## Records provided
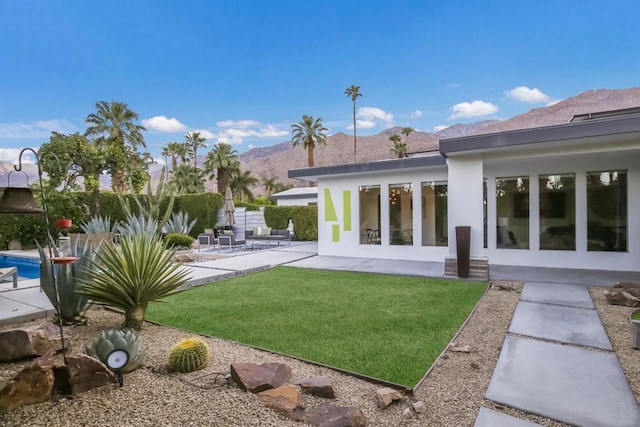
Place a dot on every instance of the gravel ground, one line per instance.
(453, 391)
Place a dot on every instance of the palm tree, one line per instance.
(195, 140)
(353, 92)
(240, 183)
(220, 164)
(113, 125)
(187, 179)
(183, 150)
(166, 153)
(269, 185)
(407, 131)
(309, 133)
(399, 147)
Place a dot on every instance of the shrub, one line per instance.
(175, 240)
(190, 354)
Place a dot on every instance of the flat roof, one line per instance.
(296, 193)
(312, 174)
(597, 127)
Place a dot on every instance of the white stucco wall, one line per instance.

## Aim
Copy all of the lines above, requests included, and scale every point coordinate in the answers by 0.6, rounding to whole numbers with halves going up. Leave out the pictures.

## Output
Place a dot on every instance of the gravel ground, one line per instance.
(272, 235)
Place a dot on every instance of the palm tree, one line per instance.
(117, 84)
(212, 55)
(144, 110)
(132, 98)
(68, 75)
(112, 107)
(110, 90)
(100, 92)
(161, 111)
(244, 79)
(185, 80)
(239, 88)
Place a dot on every instance of the shrub, one line per instance.
(105, 144)
(114, 212)
Place a dot on every instance of the flat roof, one line per instance.
(178, 116)
(187, 104)
(358, 76)
Place a dot on every instance of the white stucco wall, one line per instance.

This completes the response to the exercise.